- PROBLEM STATEMENT
Tally the lines in the material below that contain the string "woman". Reply with the number only.

- MATERIAL TO PROCESS

^^^^

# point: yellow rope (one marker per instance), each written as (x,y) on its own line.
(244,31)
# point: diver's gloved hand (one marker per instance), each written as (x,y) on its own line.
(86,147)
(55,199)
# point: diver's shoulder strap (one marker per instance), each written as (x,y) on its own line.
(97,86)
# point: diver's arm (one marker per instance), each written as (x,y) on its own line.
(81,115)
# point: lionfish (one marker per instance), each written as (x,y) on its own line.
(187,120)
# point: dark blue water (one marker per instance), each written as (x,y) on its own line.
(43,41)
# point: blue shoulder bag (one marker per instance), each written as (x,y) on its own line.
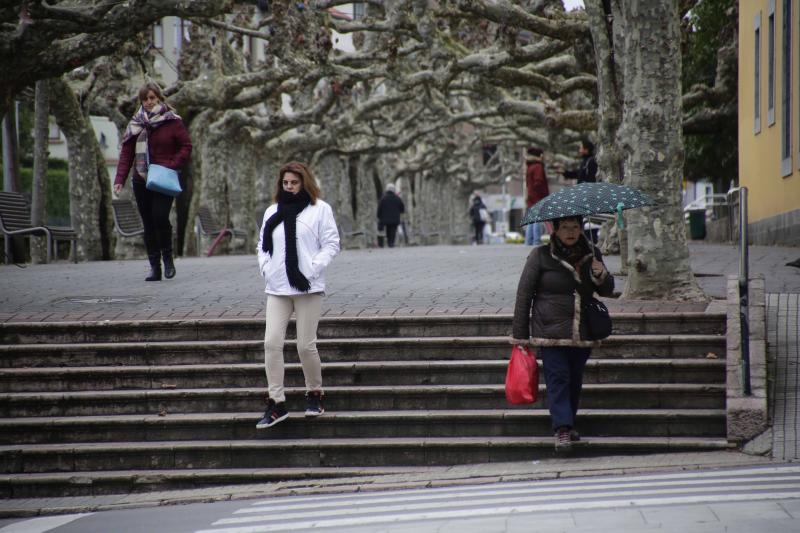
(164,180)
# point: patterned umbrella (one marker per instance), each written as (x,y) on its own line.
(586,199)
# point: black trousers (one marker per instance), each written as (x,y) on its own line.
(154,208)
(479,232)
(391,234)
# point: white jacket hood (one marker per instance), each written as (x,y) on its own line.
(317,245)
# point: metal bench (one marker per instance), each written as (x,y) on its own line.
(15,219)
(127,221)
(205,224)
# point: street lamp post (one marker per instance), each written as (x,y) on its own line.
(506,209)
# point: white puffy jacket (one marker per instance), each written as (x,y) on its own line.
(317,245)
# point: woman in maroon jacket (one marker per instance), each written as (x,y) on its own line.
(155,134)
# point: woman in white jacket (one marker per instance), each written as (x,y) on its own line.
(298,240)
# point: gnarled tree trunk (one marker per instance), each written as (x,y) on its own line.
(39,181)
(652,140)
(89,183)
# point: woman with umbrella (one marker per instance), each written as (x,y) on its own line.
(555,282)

^^^^

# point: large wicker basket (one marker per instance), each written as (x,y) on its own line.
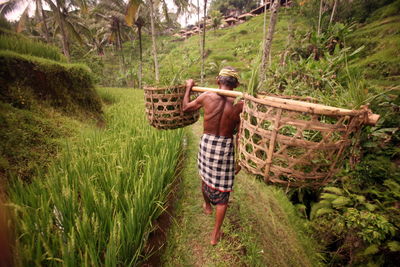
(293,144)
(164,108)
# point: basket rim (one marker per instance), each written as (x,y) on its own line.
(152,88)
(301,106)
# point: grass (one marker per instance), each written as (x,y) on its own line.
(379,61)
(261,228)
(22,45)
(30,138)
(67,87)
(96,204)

^^^^

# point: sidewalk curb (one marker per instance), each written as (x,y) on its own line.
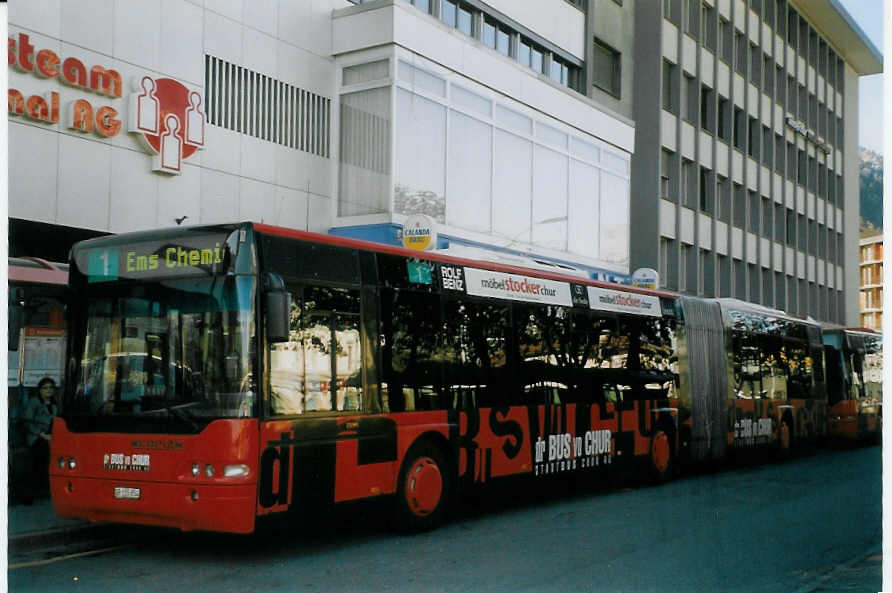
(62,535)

^^^^

- COMPLETE RESPONSE
3